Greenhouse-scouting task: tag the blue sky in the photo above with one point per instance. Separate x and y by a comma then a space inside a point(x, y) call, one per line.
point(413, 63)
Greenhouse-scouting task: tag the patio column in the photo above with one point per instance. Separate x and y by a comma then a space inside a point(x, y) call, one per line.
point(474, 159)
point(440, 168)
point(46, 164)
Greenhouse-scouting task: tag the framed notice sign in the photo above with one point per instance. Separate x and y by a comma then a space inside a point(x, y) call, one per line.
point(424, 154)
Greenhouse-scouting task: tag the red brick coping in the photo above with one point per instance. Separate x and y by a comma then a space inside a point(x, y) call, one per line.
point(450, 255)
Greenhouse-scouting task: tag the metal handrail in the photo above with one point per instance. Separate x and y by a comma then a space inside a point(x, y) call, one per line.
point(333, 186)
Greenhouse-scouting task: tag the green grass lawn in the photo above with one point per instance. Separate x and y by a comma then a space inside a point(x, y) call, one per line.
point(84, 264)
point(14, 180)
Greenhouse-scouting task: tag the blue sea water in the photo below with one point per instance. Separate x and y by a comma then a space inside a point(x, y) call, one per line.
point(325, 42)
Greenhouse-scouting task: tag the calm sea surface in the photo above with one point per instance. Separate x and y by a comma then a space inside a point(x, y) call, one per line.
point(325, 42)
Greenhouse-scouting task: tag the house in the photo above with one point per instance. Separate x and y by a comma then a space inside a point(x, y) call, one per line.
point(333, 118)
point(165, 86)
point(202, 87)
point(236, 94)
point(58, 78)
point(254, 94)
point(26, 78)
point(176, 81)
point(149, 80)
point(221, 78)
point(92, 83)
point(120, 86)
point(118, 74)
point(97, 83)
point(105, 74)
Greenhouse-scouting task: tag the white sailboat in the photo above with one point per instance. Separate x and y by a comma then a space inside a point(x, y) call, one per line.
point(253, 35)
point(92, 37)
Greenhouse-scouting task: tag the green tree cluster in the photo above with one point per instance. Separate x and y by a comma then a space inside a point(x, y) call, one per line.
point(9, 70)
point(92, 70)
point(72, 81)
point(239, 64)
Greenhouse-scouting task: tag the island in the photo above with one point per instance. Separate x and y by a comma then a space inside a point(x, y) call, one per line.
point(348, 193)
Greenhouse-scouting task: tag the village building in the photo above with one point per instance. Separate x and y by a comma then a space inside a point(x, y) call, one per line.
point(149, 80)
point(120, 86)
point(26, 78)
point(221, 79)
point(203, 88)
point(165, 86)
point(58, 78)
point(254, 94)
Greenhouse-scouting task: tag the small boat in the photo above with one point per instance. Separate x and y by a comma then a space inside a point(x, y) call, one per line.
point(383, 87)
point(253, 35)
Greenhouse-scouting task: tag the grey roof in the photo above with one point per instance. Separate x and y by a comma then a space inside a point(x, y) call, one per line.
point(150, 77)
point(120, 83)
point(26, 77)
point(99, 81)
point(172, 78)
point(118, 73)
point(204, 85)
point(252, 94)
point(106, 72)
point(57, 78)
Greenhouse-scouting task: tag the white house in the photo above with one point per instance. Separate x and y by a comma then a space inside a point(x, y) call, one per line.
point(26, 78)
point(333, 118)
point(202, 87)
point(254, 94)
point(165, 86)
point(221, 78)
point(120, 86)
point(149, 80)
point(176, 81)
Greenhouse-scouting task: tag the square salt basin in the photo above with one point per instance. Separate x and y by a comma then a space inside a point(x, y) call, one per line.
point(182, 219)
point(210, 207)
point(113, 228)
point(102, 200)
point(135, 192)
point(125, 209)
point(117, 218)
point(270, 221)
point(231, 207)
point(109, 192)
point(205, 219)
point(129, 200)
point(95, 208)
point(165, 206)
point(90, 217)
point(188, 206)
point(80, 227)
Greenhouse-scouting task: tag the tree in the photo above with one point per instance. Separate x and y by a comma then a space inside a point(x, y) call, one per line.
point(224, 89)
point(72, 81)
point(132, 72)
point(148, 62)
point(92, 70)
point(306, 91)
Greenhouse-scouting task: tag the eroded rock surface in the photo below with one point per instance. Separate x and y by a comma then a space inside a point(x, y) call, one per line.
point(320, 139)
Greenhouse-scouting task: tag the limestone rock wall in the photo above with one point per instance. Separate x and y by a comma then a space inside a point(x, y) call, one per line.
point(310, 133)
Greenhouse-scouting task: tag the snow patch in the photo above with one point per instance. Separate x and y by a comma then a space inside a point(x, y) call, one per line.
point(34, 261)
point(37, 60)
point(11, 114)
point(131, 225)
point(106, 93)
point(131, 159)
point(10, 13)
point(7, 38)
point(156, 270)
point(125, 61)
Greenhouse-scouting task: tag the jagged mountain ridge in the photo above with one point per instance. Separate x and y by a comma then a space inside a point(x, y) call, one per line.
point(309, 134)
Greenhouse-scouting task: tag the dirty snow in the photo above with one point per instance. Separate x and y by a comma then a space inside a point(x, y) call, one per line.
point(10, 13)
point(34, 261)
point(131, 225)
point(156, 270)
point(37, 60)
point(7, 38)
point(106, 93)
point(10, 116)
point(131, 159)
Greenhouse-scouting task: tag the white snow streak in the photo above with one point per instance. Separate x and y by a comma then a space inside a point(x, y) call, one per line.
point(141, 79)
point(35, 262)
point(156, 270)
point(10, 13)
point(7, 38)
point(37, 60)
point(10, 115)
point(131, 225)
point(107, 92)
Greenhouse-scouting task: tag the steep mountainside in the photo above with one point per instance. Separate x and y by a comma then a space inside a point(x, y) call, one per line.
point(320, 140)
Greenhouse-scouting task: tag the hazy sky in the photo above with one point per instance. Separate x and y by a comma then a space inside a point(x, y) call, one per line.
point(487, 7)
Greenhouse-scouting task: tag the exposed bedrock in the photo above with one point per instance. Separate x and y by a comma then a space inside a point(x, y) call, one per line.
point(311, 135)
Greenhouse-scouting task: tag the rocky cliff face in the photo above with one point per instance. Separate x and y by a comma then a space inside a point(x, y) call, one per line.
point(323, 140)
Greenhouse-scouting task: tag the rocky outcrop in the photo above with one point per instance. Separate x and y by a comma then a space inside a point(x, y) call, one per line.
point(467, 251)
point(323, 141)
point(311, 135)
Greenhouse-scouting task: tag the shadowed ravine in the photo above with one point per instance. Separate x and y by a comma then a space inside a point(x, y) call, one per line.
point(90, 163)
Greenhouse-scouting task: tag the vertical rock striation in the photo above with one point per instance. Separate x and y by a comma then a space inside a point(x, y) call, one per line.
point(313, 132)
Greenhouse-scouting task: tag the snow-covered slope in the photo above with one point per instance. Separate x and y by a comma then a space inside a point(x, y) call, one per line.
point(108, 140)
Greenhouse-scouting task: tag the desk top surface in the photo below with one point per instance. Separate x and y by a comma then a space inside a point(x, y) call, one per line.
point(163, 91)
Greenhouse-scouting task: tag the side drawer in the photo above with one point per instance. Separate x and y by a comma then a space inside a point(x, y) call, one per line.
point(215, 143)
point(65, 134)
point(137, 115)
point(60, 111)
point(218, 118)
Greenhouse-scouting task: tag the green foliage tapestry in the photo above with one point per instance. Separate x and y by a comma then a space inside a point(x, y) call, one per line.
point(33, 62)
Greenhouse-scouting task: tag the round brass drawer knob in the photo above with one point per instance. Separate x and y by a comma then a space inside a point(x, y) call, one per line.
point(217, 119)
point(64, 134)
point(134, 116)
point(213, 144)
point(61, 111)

----

» **Work order**
Every line of the listing must be transcribed exactly.

» **Exercise response**
Greenhouse-scouting task: tag the blue sky in the photo above with one point per instance. Separate x and y by a comma then a space inside a point(x, y) call, one per line.
point(413, 63)
Greenhouse-scouting task: tag the patio column in the photo above with one point per instance. Separate x and y by a comma then a space inside a point(x, y) call, one per line.
point(474, 159)
point(440, 168)
point(46, 164)
Greenhouse-scouting task: tag the framed notice sign in the photo above with one point per instance. Separate x and y by a comma then a space inside a point(x, y) call, one per line.
point(424, 154)
Greenhouse-scouting task: tag the red brick coping in the photo above with one point per instance. Separate x and y by a comma then a space inside a point(x, y) call, one per line.
point(450, 255)
Greenhouse-scouting task: tag the metal handrail in the photo above with one point per instance. Separate x and y by a comma then a space inside a point(x, y) call, one per line.
point(333, 186)
Greenhouse-scouting task: tag the green grass lawn in the photo above with one point per instance. Separate x and y by a comma then a space inside a point(x, y) call, one per line.
point(84, 264)
point(14, 180)
Greenhouse-scouting task: tag the blue sea water in the photo below with one point per instance. Separate x and y by a comma then a space inside a point(x, y) call, one per line.
point(325, 42)
Greenhouse-scouting task: tag the calm sea surface in the photo above with one point per instance. Separate x and y by a comma then a space inside a point(x, y) call, one per line.
point(325, 42)
Greenhouse-scouting task: tag the house in the photo above with one point per instance. Separate x and y by a comma then a space inside a point(x, y) call, one per line.
point(333, 118)
point(165, 86)
point(202, 87)
point(236, 94)
point(58, 78)
point(254, 94)
point(26, 78)
point(176, 81)
point(149, 80)
point(221, 78)
point(92, 83)
point(120, 86)
point(118, 74)
point(97, 83)
point(105, 74)
Greenhouse-scouting task: tag the white sailboat in the photo above with one point per instance. Separate x and y by a comma then a space inside a point(x, y) call, one per line.
point(253, 35)
point(92, 37)
Greenhouse-scouting task: tag the green tree cluster in the photo above with one point per instance. Separate x and y by a comma then a space inside a point(x, y) call, one per line.
point(9, 70)
point(92, 70)
point(72, 81)
point(239, 64)
Greenhouse-scouting task: tag the island in the photo above with one point per instance. Separate x and y by a comma then a space inside a point(x, y) call, one per line.
point(348, 193)
Greenhouse-scouting task: tag the village building in the photo above with one point per instance. Separate x and y by a comma then a space inside a point(x, y) call, one per line.
point(149, 80)
point(120, 86)
point(26, 78)
point(221, 79)
point(203, 88)
point(165, 86)
point(58, 78)
point(254, 94)
Greenhouse-scouting task: tag the small boat in the photo above with one point per instance. Separate x and y by a comma then a space inside a point(x, y) call, one per line.
point(383, 87)
point(253, 35)
Greenhouse-scouting task: tag the grey roof in the photo above with one point per instance. Separate x and y by a comma then a space inside a point(x, y) call, one per line.
point(150, 77)
point(120, 83)
point(26, 77)
point(99, 81)
point(172, 78)
point(118, 73)
point(204, 85)
point(252, 94)
point(106, 72)
point(57, 78)
Greenhouse-scouting task: tag the white house in the photo above with one point per instance. Separate x and y by a comma then a space inside a point(x, y) call, one per line.
point(26, 78)
point(333, 118)
point(202, 87)
point(254, 94)
point(165, 86)
point(221, 78)
point(120, 86)
point(149, 80)
point(176, 81)
Greenhouse-scouting task: tag the square salt basin in the photo above with one point per instance. Separate x and y by a comma then a space inside a point(x, y) call, one per line.
point(182, 219)
point(210, 207)
point(113, 228)
point(102, 200)
point(135, 192)
point(125, 209)
point(117, 218)
point(270, 221)
point(231, 207)
point(109, 192)
point(205, 219)
point(129, 200)
point(95, 208)
point(165, 206)
point(90, 217)
point(188, 206)
point(80, 227)
Greenhouse-scouting task: tag the tree in the photo above with one point per instance. Separate x and y by a comma then a space inside a point(x, y) call, one per line.
point(224, 89)
point(72, 81)
point(132, 72)
point(148, 62)
point(92, 70)
point(306, 91)
Greenhouse-scouting task: tag the eroded rock surface in the photo below with one point per instance. Separate x and y by a comma then a space inside a point(x, y) call, one per line.
point(320, 139)
Greenhouse-scouting task: tag the limestone rock wall in the photo above with one point per instance. Separate x and y by a comma then a space inside a point(x, y) call, one per line.
point(310, 133)
Greenhouse-scouting task: tag the snow patch in the photo above with one point per instance. Separate x and y by a comma then a space inside a point(x, y) call, one per line.
point(34, 261)
point(37, 60)
point(11, 114)
point(131, 225)
point(106, 93)
point(131, 159)
point(10, 13)
point(7, 38)
point(156, 270)
point(125, 61)
Greenhouse-scouting task: tag the jagged mountain ridge in the photo above with one point per instance. Separate x and y by a comma then a space inside a point(x, y) call, one per line.
point(309, 134)
Greenhouse-scouting task: tag the dirty snow in the photo above with one point per instance. Separate x and y by a comma then a space inside a point(x, y) call, one per line.
point(10, 13)
point(34, 261)
point(131, 225)
point(156, 270)
point(37, 60)
point(7, 38)
point(106, 93)
point(10, 116)
point(131, 159)
Greenhouse-scouting task: tag the white snow streak in the photo above with one point per instance. Separate x and y by a comma then a space inside a point(x, y) call, one per line.
point(141, 79)
point(35, 262)
point(156, 270)
point(10, 13)
point(7, 38)
point(37, 60)
point(10, 115)
point(131, 225)
point(107, 92)
Greenhouse-scouting task: tag the steep mountainside in the photo above with one point per instance. Separate x and y by a comma then a space inside a point(x, y) call, one per line.
point(320, 140)
Greenhouse-scouting task: tag the hazy sky in the photo above with one point per instance. Separate x and y by a comma then a space inside a point(x, y) call, one per line.
point(487, 7)
Greenhouse-scouting task: tag the exposed bedrock in the photo above with one point per instance. Separate x and y by a comma then a space inside a point(x, y) call, one per line.
point(311, 135)
Greenhouse-scouting task: tag the rocky cliff face in the photo above with one point per instance. Separate x and y by a comma then a space inside a point(x, y) call, one per line.
point(323, 140)
Greenhouse-scouting task: tag the rocky outcrop in the photo above with one point per instance. Separate x and y by a comma then a space inside a point(x, y) call, one per line.
point(467, 251)
point(323, 141)
point(311, 135)
Greenhouse-scouting task: tag the shadowed ravine in the photo above with one point per instance. Separate x and y by a comma then a space inside a point(x, y) call, one per line.
point(90, 163)
Greenhouse-scouting task: tag the vertical rock striation in the photo above with one point per instance. Separate x and y by a comma then a space inside a point(x, y) call, one per line.
point(313, 132)
Greenhouse-scouting task: tag the snow-covered slope in the photo above with one point per instance. Separate x and y by a comma then a space inside a point(x, y) call, one per line.
point(108, 140)
Greenhouse-scouting task: tag the desk top surface in the photo below with one point per instance. Separate x and y by a comma then a space inside a point(x, y) call, one per line.
point(163, 91)
Greenhouse-scouting task: tag the side drawer in the photo above with one point per instance. Separate x and y by a comma then a space inside a point(x, y) call, one per line.
point(215, 143)
point(65, 134)
point(137, 115)
point(60, 111)
point(218, 118)
Greenhouse-scouting task: tag the green foliage tapestry in the photo above with one point per instance. Separate x and y by a comma then a space inside a point(x, y) call, one per line.
point(33, 62)
Greenhouse-scouting task: tag the round brass drawer knob in the photo above with one point per instance. Separate x and y by a comma then a space inside a point(x, y) call, one per line.
point(217, 119)
point(64, 134)
point(134, 116)
point(213, 144)
point(61, 111)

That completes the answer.